┌─ Trecho citado

O Globo
Existe toda um futuro pela frente, quando
Bolsonaro se tornar apenas uma lembrança amarga
O papel das mulheres foi um tema de
destaque no debate entre os candidatos. Isso me alegra. Nas eleições no Chile e
na Colômbia, o assunto surgiu no contexto do programa da esquerda, que venceu.
Aqui no Brasil, além de sua inserção clássica
na esquerda, a dignidade e a importância das mulheres foram defendidas por uma
candidata de centro e outra de centro-direita.
Isso me leva a considerar que as coisas
foram tão longe que hoje não se pode associar a sociedade patriarcal ao
capitalismo. A abertura para o imenso potencial humano relegado pelo machismo
pode enriquecer o próprio sistema.
As mulheres são a maioria do eleitorado. Mas foi uma pergunta da jornalista Vera Magalhães que desfechou o debate, repercutindo até no exterior. Bolsonaro respondeu com agressões.

└─

• **O que fazer**
1. Repita, do texto sobre o debate eleitoral, a parte que se abre com as palavras "As mulheres são" e se fecha com "respondeu com agressões.".
2. Prossiga com o texto sobre o debate eleitoral a partir da última frase apresentada.
Os dados que vêm depois são um material à parte, sem ligação com o texto sobre o debate eleitoral.

┌─ Dados fornecidos

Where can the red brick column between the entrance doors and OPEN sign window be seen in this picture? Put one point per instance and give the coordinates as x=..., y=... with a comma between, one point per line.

└─

• **Resultados do exercício**
1.
As mulheres são a maioria do eleitorado. Mas foi uma pergunta da jornalista Vera Magalhães que desfechou o debate, repercutindo até no exterior. Bolsonaro respondeu com agressões.

2.
O fato de o estopim ter vindo do jornalismo
não me é estranho. Faz muito tempo que as mulheres têm papel decisivo na nossa
profissão.
Digo por experiência pessoal. Trabalho há
oito anos na televisão. Fui contratado por uma diretora geral da GloboNews. Ao
longo de todos os anos, o departamento a que me vinculo foi sempre dirigido por
mulheres.
Tive a sorte de ser pai de duas meninas. A
primogênita guarda até hoje as fotos das primeiras manifestações de mulheres de
que participou ainda menina, na década de 1980, quando fui candidato. A mais
nova resolveu se aventurar num esporte, o surfe de ondas grandes, dominado
pelos homens. Aos 14 anos, ela percebeu que as meninas ficavam na praia,
enquanto os meninos surfavam. E perguntou:
— Tem de ser assim?
O Brasil já estava maduro para que o tema
fosse para o topo da agenda. Bolsonaro percebe isso e reage com desespero. Tem
mais medo da ascensão das mulheres que do próprio socialismo. Daí seu apego ao
que chama de guerra cultural.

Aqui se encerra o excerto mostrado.